▶ [WHAT YOU SHOULD DO]
Set down every row below verbatim, omitting the pictures.
-------- DATASET EXCERPTS --------
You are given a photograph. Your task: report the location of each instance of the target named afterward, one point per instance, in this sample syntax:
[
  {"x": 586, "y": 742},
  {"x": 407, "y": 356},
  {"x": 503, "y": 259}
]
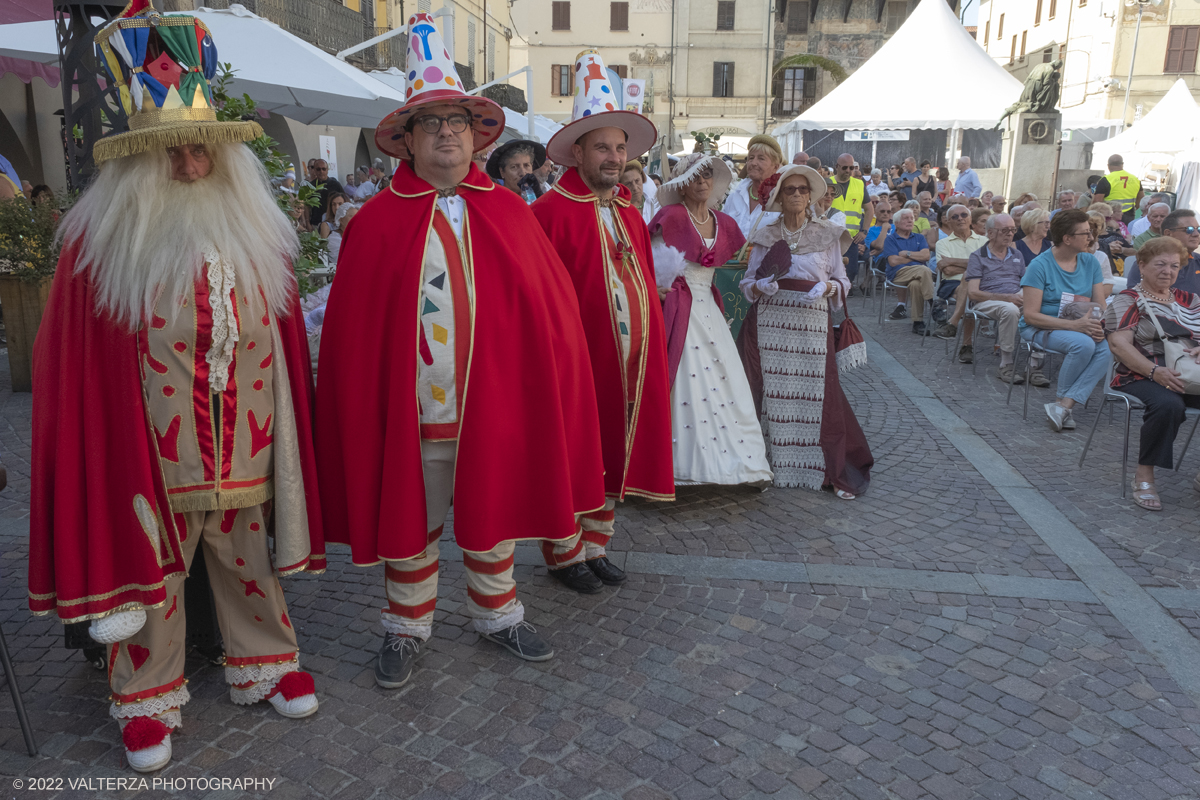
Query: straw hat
[
  {"x": 597, "y": 107},
  {"x": 688, "y": 169},
  {"x": 816, "y": 184},
  {"x": 433, "y": 80},
  {"x": 167, "y": 100}
]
--------
▶ [RESULT FOR THIS EXERCISE]
You are given a photograph. Your task: report the location of each instance of the target named afterward, one point per instance, in this sample syntax:
[
  {"x": 586, "y": 742},
  {"x": 407, "y": 356},
  {"x": 503, "y": 259}
]
Query: straw hat
[
  {"x": 597, "y": 107},
  {"x": 688, "y": 169},
  {"x": 816, "y": 184},
  {"x": 433, "y": 80},
  {"x": 167, "y": 100}
]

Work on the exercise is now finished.